*** SELECTED TEXT Section Begins ***

Why Paul Does Not Abolish Order
One of the most persistent misunderstandings of Paul’s theology is the assumption that the coming of Christ removes order rather than fulfils it.
This misunderstanding often arises because Paul speaks so strongly about freedom, transformation, and new creation. Readers therefore assume that any talk of order, direction, or structure must belong to a temporary or inferior stage of God’s purposes.
But this is not how Paul reasons.
1. Order belongs to creation, not to the fall
For Paul, order is not a product of sin, domination, or social convention. It belongs to creation itself.
Creation has shape. Relations have direction. Life is given, received, and shared within an ordered world. This is why Paul so readily reasons from Genesis, from creation language, and from what is “given” or “from” God.
Sin does not create order. Sin distorts it.
2. Redemption heals order rather than erasing it
When Paul speaks of redemption in Christ, he does not describe a flattening of reality or a dissolution of structure. He describes reconciliation, restoration, and renewal.

*** SELECTED TEXT Section Ends ***

WHAT IS NEEDED:
Print the passage of the text on Paul and order word for word, starting with "But this is" and going on through "Sin distorts it.".

*** EXTRACTED RECORDS Section Begins ***

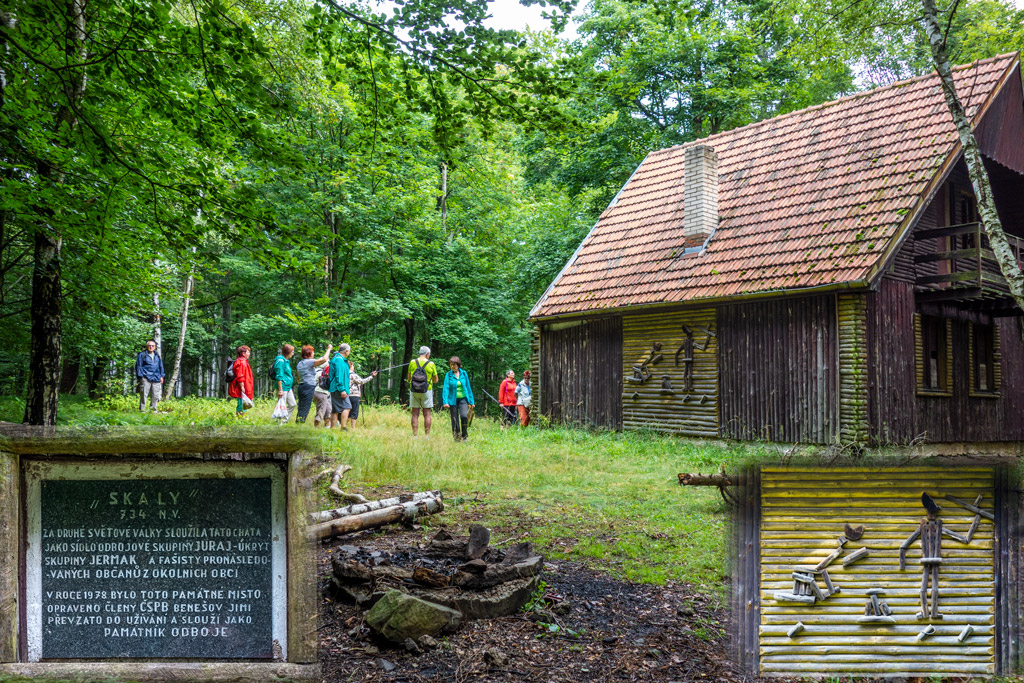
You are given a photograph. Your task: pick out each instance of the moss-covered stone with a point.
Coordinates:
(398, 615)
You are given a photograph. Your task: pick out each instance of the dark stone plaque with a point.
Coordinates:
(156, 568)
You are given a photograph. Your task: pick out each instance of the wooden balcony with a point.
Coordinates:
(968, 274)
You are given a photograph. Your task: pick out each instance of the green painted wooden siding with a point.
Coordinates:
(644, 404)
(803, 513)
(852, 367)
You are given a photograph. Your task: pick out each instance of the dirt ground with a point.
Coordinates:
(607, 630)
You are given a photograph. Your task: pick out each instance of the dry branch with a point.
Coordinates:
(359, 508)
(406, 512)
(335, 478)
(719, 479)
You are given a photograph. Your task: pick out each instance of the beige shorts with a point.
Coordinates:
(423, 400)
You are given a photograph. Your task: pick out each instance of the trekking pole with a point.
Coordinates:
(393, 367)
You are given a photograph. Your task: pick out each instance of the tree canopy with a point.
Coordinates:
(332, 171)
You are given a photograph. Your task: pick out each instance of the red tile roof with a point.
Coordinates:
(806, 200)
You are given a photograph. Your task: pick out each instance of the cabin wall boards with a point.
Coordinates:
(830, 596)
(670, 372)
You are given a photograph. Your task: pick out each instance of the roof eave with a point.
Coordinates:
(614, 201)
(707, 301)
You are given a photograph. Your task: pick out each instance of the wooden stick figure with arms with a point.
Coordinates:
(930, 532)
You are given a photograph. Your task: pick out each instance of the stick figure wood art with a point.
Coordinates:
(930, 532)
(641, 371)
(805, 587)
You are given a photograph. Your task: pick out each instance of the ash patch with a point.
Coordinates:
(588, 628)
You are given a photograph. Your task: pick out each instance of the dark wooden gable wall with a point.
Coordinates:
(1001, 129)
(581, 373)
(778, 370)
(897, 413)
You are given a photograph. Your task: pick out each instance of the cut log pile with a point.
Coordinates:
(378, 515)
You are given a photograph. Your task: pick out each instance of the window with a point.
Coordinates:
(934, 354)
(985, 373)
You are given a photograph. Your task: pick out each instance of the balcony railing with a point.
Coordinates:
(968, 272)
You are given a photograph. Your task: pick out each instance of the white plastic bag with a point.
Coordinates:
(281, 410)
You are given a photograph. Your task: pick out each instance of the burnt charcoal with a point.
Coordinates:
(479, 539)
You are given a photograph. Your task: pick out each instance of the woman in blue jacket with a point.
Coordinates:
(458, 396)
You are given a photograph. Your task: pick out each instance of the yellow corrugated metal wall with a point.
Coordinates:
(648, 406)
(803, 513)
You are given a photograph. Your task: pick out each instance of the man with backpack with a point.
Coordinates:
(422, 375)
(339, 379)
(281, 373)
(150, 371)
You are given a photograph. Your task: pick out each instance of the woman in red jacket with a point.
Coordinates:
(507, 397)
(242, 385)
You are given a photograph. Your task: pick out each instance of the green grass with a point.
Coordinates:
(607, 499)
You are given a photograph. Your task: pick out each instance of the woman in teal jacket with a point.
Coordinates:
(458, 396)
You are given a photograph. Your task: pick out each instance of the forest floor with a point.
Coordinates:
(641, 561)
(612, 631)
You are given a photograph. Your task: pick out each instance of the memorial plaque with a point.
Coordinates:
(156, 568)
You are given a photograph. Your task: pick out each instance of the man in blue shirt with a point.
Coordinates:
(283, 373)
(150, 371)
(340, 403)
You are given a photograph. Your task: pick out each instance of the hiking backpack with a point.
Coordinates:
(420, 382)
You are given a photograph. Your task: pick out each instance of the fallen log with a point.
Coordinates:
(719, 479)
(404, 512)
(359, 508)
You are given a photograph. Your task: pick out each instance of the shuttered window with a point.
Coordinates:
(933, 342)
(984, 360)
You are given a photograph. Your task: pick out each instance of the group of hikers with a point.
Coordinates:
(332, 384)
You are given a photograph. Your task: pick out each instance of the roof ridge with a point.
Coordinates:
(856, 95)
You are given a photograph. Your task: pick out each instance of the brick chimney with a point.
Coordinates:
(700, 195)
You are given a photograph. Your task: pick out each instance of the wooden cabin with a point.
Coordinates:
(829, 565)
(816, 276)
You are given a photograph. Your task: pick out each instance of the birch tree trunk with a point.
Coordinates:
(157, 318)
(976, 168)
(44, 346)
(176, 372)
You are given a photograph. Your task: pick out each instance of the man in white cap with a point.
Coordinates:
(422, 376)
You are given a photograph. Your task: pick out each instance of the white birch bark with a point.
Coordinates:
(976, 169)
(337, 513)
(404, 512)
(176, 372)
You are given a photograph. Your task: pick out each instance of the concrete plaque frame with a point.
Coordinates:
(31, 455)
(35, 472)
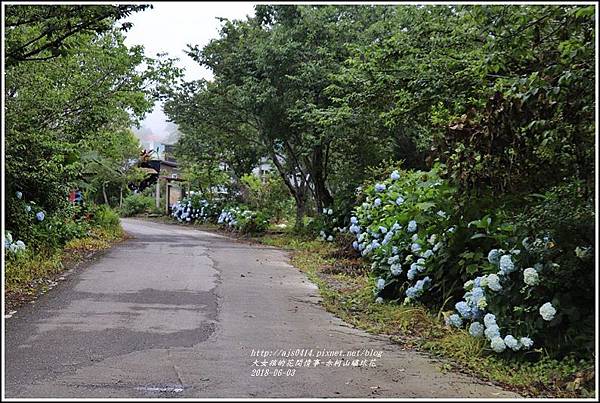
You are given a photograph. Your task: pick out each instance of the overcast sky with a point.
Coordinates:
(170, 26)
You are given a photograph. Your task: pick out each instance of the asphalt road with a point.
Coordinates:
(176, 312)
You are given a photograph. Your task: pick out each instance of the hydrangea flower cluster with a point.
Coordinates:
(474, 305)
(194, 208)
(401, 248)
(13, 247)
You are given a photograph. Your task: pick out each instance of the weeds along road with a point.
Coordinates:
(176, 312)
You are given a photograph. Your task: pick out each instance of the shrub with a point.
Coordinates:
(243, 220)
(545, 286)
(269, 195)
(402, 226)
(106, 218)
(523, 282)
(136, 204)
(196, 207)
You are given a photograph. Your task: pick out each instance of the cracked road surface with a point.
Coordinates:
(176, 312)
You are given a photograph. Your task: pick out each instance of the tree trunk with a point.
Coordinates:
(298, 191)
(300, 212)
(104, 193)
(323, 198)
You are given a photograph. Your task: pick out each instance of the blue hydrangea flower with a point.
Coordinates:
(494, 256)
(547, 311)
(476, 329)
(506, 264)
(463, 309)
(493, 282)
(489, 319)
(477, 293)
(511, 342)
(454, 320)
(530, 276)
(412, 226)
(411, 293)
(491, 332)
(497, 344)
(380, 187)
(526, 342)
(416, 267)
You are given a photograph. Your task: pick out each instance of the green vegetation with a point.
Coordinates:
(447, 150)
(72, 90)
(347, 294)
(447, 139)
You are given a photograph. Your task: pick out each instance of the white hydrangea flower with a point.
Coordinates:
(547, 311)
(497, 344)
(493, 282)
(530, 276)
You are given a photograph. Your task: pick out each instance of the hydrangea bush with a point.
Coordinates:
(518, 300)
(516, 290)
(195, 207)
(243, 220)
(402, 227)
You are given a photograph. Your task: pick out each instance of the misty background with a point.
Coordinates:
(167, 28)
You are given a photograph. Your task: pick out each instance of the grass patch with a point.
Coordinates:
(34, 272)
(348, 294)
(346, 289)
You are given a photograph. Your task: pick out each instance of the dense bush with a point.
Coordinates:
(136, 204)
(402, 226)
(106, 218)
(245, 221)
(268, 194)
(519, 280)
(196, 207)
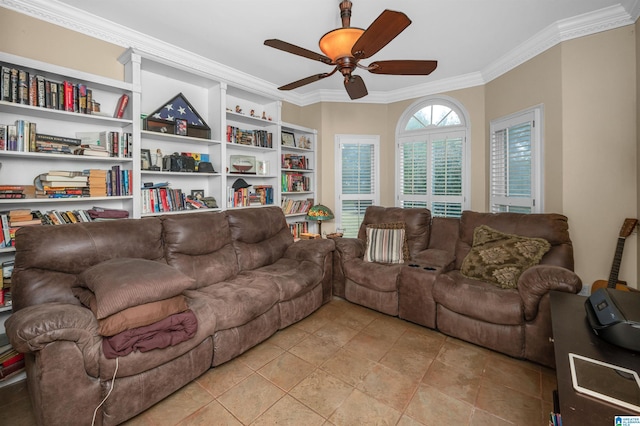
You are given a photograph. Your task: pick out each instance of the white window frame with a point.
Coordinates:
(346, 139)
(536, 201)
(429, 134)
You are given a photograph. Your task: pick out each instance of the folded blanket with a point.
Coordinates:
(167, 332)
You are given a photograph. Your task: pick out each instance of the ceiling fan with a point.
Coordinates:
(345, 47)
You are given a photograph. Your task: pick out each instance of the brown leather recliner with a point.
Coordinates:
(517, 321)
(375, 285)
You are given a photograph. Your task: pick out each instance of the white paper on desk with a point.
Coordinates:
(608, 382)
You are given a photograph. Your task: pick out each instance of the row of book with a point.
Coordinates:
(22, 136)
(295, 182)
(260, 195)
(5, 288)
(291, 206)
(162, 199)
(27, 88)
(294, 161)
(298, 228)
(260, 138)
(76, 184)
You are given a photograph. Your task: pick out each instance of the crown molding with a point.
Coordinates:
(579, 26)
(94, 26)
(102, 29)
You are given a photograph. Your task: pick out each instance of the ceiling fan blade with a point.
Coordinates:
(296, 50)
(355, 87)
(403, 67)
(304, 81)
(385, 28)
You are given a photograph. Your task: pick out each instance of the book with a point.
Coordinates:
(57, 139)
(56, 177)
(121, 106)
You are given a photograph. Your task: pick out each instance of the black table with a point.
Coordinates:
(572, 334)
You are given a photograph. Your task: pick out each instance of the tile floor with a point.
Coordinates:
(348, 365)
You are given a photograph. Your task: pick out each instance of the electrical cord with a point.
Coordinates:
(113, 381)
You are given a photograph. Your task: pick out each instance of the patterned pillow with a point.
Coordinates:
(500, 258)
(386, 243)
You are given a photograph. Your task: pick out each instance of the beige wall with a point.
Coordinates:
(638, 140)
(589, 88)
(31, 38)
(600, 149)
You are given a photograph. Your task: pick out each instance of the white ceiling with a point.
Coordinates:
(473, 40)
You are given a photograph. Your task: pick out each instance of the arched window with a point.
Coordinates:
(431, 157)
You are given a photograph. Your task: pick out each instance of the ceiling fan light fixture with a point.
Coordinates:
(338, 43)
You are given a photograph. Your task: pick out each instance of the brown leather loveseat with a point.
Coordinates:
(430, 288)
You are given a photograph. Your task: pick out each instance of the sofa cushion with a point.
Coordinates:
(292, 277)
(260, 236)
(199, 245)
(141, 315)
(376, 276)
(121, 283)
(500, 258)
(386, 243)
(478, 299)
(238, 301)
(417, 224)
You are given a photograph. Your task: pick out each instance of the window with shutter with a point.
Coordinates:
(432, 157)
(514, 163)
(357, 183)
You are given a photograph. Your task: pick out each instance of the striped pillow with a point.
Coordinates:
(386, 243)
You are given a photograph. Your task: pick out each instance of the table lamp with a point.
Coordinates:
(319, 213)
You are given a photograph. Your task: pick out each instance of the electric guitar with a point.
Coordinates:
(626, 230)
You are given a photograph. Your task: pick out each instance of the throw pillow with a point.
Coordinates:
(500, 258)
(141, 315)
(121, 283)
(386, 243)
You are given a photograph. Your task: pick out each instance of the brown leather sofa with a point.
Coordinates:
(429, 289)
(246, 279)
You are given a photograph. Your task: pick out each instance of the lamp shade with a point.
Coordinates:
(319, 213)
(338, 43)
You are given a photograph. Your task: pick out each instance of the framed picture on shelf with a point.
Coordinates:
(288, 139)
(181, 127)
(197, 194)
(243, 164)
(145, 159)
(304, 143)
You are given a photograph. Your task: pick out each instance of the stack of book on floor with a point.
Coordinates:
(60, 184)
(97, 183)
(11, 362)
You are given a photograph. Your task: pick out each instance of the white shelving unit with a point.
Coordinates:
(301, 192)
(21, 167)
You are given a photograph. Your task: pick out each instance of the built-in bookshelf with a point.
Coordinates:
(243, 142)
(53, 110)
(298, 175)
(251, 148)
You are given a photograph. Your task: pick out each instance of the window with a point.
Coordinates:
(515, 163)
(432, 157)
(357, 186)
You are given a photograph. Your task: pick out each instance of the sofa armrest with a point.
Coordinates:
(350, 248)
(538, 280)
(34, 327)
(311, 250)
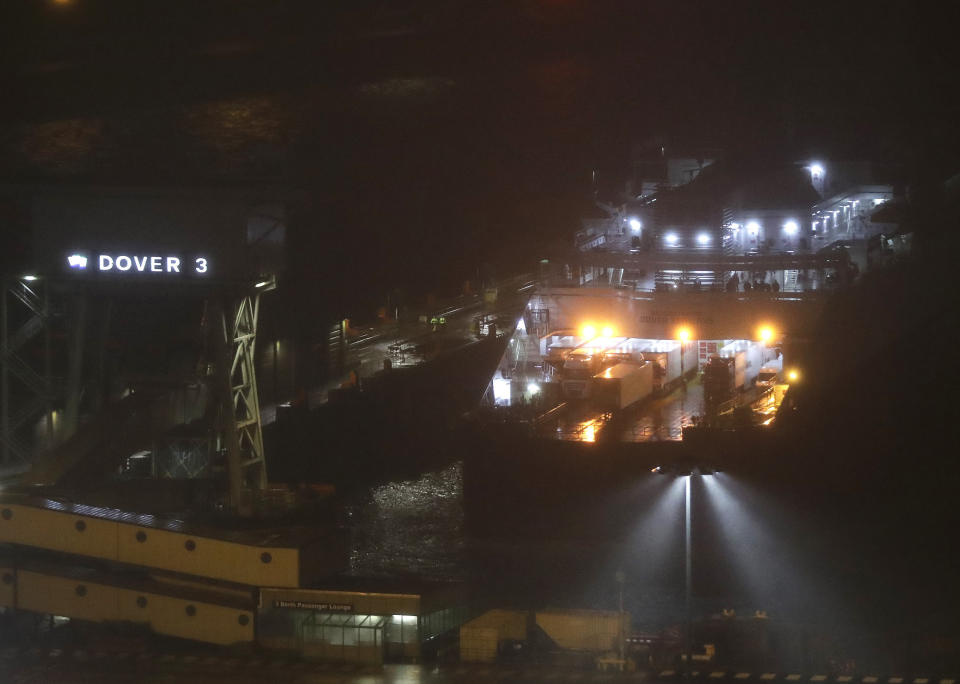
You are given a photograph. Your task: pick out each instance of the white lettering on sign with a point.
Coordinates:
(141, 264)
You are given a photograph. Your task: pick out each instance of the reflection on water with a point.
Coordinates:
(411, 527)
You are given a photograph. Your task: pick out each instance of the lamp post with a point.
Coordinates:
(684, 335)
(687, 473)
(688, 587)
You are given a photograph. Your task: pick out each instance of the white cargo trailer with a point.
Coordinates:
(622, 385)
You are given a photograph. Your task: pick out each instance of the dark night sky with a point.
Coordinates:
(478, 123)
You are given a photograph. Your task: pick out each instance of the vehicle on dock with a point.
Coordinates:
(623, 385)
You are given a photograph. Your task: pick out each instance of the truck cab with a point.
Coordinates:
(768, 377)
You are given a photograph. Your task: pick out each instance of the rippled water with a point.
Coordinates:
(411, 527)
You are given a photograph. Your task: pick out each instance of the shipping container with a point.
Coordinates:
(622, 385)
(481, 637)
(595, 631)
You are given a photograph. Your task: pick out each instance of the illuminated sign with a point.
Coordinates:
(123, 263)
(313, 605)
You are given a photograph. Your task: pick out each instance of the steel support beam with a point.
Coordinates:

*** EXTRACTED RECORDS Section Ends ***

RESULT FOR THIS TASK:
But this is not how Paul reasons.
1. Order belongs to creation, not to the fall
For Paul, order is not a product of sin, domination, or social convention. It belongs to creation itself.
Creation has shape. Relations have direction. Life is given, received, and shared within an ordered world. This is why Paul so readily reasons from Genesis, from creation language, and from what is “given” or “from” God.
Sin does not create order. Sin distorts it.